Supplied passage =>
Nonprofits that challenged mass firings didn't have standing, Supreme Court says while staying rehiring order
The U.S. Supreme Court on Tuesday stayed a federal judge’s preliminary injunction that required the federal government to rehire as many as 16,000 fired probationary employees. (Image from Shutterstock)
The U.S. Supreme Court on Tuesday stayed a federal judge’s preliminary injunction that required the federal government to rehire as many as 16,000 fired probationary employees.
In its April 8 order, the Supreme Court said the injunction entered by Senior U.S. District Judge William H. Alsup of the Northern District of California was based solely on claims by nine nonprofit plaintiffs. But those groups did not have standing, the Supreme Court said.
The injunction was not based on claims by other plaintiffs in the lawsuit before Alsup. Alsup didn’t rule on claims by the labor union plaintiffs because he found that he probably didn’t have the power to hear them, according to SCOTUSblog.

Raw data =>

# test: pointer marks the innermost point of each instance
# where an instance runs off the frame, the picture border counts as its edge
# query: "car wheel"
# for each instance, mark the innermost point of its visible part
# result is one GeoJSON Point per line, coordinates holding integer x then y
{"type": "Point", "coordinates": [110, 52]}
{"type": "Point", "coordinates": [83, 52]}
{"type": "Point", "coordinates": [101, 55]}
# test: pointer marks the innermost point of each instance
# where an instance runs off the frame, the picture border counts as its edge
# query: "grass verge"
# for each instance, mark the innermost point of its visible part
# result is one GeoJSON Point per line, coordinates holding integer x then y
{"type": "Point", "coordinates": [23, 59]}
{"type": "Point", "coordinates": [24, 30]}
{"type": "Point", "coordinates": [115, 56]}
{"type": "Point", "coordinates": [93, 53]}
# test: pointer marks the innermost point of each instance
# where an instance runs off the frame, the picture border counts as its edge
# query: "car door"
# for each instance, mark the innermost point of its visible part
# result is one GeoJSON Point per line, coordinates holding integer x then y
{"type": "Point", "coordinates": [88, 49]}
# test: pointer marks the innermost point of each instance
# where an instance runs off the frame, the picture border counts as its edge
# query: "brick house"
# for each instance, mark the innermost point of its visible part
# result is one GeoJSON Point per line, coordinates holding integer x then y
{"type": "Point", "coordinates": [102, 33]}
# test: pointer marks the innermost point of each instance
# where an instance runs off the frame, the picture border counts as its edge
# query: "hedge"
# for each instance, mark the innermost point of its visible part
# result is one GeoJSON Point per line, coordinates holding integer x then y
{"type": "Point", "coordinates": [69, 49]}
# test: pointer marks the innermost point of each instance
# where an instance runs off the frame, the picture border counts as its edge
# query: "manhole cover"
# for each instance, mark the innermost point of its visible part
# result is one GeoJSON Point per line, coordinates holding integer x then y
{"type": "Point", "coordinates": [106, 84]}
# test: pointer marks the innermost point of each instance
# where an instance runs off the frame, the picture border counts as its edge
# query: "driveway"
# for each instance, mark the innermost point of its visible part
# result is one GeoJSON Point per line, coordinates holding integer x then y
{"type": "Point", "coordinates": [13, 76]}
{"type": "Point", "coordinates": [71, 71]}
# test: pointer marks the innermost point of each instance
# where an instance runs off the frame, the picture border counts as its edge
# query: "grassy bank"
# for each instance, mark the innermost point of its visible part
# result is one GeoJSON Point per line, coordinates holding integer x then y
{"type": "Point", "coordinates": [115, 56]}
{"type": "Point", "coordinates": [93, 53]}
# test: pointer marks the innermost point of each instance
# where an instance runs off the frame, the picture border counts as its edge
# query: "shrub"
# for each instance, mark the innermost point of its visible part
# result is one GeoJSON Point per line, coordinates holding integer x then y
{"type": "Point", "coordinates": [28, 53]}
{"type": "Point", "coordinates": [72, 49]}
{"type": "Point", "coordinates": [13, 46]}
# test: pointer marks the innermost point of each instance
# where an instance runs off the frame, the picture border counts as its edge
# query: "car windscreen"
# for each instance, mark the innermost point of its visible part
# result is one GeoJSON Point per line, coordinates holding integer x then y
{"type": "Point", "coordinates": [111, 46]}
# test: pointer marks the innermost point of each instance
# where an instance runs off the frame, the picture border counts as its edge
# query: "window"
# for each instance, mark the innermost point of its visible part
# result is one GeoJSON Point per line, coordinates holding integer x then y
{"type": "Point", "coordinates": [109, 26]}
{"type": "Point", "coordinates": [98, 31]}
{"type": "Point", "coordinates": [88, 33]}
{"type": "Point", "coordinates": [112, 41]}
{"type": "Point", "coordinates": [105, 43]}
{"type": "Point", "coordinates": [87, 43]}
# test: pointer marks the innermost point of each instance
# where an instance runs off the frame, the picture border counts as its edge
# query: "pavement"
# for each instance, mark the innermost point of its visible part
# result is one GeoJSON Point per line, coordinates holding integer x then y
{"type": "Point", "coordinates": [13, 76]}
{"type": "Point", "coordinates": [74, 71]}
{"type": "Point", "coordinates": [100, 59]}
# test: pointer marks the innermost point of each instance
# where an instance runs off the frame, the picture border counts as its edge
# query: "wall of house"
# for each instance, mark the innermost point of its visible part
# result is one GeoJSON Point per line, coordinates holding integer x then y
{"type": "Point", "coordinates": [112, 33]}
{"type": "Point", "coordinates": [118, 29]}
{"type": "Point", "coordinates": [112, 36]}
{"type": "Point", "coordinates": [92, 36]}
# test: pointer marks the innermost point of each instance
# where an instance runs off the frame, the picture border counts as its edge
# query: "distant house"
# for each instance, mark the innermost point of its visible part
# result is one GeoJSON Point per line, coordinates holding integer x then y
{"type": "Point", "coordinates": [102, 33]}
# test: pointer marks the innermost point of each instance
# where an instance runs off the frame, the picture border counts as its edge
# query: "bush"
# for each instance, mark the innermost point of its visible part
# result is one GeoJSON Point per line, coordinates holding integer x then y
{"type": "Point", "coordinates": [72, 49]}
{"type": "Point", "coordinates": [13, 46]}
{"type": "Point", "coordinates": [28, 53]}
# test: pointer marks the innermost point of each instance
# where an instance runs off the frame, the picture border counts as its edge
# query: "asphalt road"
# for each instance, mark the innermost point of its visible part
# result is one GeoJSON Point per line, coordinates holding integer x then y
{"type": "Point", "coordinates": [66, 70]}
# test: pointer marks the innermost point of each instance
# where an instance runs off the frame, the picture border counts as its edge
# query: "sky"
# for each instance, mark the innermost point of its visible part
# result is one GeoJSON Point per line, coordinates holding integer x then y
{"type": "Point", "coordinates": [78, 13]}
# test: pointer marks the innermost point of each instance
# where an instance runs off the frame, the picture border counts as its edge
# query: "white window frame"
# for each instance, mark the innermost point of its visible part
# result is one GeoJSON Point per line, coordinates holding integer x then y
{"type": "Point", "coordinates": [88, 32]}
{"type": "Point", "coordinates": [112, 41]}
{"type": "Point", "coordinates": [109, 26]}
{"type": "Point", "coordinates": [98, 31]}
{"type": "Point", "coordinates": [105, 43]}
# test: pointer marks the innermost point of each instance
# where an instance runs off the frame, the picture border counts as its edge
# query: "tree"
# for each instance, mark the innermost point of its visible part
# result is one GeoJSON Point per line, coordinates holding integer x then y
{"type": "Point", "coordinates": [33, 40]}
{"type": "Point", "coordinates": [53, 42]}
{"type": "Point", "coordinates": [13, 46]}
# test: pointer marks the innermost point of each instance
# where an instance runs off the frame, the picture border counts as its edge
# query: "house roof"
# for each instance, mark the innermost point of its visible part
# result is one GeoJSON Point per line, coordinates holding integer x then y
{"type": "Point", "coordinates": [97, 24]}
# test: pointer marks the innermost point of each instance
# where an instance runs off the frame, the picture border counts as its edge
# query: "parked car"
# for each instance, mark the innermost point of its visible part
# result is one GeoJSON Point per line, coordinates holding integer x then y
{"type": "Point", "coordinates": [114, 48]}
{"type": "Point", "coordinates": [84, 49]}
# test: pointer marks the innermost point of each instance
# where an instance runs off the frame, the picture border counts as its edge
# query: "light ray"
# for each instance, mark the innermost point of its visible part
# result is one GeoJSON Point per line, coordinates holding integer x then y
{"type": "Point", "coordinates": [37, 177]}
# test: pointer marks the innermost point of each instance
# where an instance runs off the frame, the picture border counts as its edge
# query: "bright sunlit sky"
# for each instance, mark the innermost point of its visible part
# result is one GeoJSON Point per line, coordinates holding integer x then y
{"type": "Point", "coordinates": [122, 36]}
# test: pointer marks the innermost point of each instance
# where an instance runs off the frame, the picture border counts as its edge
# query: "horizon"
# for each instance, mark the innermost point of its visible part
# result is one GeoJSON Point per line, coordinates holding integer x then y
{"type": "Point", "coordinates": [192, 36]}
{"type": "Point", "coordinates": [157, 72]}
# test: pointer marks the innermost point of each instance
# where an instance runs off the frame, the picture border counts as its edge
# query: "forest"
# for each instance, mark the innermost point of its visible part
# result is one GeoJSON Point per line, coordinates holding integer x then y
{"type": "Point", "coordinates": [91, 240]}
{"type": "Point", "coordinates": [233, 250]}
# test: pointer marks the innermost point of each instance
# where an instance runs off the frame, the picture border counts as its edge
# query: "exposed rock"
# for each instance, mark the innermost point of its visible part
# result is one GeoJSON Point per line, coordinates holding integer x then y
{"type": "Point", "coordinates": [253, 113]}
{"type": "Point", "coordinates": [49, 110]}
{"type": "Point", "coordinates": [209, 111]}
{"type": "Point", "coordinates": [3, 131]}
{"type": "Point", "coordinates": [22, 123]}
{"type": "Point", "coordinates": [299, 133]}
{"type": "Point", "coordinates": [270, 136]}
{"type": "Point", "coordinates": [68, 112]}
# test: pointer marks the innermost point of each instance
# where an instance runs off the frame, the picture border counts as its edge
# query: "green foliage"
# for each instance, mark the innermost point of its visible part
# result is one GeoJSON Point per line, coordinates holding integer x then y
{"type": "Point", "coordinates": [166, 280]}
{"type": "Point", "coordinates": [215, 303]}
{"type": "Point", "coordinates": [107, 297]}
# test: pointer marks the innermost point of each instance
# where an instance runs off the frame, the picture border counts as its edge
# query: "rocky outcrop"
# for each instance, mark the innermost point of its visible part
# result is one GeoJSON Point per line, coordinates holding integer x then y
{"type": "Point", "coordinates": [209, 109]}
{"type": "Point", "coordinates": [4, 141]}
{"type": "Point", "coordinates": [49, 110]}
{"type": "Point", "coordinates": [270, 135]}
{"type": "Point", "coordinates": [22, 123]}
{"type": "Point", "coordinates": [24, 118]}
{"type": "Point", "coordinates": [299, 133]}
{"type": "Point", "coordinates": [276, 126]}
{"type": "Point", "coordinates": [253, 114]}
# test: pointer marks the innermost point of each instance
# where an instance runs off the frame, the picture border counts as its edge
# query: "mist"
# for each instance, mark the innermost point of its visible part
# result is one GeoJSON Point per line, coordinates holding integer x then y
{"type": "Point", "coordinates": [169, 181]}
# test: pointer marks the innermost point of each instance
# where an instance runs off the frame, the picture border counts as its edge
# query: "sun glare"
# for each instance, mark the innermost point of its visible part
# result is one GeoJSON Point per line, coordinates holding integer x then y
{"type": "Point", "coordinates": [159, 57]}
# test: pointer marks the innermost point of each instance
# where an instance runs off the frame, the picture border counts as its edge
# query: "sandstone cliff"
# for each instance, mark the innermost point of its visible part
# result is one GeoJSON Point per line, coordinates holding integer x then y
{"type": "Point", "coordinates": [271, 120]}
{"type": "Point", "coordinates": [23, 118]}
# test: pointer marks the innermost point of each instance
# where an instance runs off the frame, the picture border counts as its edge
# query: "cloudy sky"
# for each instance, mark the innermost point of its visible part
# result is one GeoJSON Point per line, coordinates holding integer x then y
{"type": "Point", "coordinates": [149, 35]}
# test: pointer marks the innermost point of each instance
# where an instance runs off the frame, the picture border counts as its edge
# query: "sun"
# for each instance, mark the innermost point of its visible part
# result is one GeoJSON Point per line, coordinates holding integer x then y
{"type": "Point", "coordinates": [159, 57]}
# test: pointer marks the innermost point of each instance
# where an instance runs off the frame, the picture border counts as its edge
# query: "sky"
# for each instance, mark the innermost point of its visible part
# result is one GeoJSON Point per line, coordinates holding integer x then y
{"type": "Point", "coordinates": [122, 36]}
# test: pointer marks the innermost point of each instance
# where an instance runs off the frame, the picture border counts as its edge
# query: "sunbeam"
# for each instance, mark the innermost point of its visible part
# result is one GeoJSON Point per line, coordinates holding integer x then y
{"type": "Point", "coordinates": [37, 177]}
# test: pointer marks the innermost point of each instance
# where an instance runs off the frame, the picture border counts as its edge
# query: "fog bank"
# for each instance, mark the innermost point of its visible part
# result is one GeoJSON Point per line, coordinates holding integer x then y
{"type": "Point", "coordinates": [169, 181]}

Written instruction A => What are all the proper names of people, courts, districts, and organizations in the article on the Supreme Court stay?
Written instruction B =>
Answer these questions from the article on the Supreme Court stay:
(i) How many fired probationary employees did the injunction require the government to rehire?
(ii) How many nonprofit plaintiffs brought the claims on which the injunction was based?
(iii) According to SCOTUSblog, why did Alsup not rule on the labor union plaintiffs' claims?
Written instruction C => Can you carry on the article about the Supreme Court stay, starting after its last sentence?
The listing has nothing to do with the article on the Supreme Court stay.

Task result A => U.S. Supreme Court, William H. Alsup, Northern District of California, SCOTUSblog, Shutterstock

Task result B =>
(i) As many as 16,000.
(ii) Nine.
(iii) He found that he probably didn't have the power to hear them.

Task result C =>
The Supreme Court stay will remain in place throughout the litigation.
Justice Sonia Sotomayor and Justice Ketanji Brown Jackson dissented.
SCOTUSblog, the Washington Post, the New York Times and Politico are among the publications with coverage.
According to Politico, “the decision’s ultimate impact is murky because another federal judge has issued a separate order reinstating many of the same probationary workers.”
Alsup had granted the preliminary injunction in a March 13 ruling from the bench, he said in a March 14 memorandum opinion. He ordered the employees’ reinstatement based on a finding that the Office of Personnel Management had no authority to fire employees of another agency. That authority belongs to each agency, he said.
Alsup’s injunction reinstated probationary workers at the Department of Veterans Affairs, the Department of Agriculture, the Department of the Interior, the Department of Energy, the Department of Defense and the Department of the Treasury, according to a March 13 press release.
The government has contended that the firings can only be contested by individual employees before the Merit Systems Protection Board.
The case is Office of Personnel Management v. American Federation of Government Employees.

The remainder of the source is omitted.